List every line in this data where the string "amethyst" occurs.

══════

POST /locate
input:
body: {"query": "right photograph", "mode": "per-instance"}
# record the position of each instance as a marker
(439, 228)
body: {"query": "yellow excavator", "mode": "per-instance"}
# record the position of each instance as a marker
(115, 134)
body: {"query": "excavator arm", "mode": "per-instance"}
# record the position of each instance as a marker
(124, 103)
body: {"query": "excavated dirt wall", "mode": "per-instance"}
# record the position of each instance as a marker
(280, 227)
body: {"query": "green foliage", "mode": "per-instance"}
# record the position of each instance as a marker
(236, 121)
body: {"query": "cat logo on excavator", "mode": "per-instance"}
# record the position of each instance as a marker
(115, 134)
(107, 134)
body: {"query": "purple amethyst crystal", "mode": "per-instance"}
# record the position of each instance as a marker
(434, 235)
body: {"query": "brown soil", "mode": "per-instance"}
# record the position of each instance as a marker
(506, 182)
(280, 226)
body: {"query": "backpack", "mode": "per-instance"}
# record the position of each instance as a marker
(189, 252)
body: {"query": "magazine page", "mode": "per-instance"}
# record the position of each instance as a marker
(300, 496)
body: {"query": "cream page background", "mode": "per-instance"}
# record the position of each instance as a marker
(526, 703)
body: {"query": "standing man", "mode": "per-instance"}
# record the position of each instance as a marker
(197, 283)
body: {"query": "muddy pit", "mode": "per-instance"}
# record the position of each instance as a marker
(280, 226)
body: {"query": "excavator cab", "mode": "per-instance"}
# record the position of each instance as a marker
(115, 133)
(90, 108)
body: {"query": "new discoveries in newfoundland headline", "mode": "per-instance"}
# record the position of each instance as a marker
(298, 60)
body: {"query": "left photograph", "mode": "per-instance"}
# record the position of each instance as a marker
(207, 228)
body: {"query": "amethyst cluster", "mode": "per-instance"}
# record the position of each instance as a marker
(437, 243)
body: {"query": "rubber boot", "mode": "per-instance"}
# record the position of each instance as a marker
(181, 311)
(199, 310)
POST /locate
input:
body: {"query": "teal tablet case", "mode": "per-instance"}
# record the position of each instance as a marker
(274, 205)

══════

RESPONSE FOR THIS EXERCISE:
body: {"query": "purple amethyst crystal", "mode": "per-instance"}
body: {"query": "amethyst cluster", "mode": "per-instance"}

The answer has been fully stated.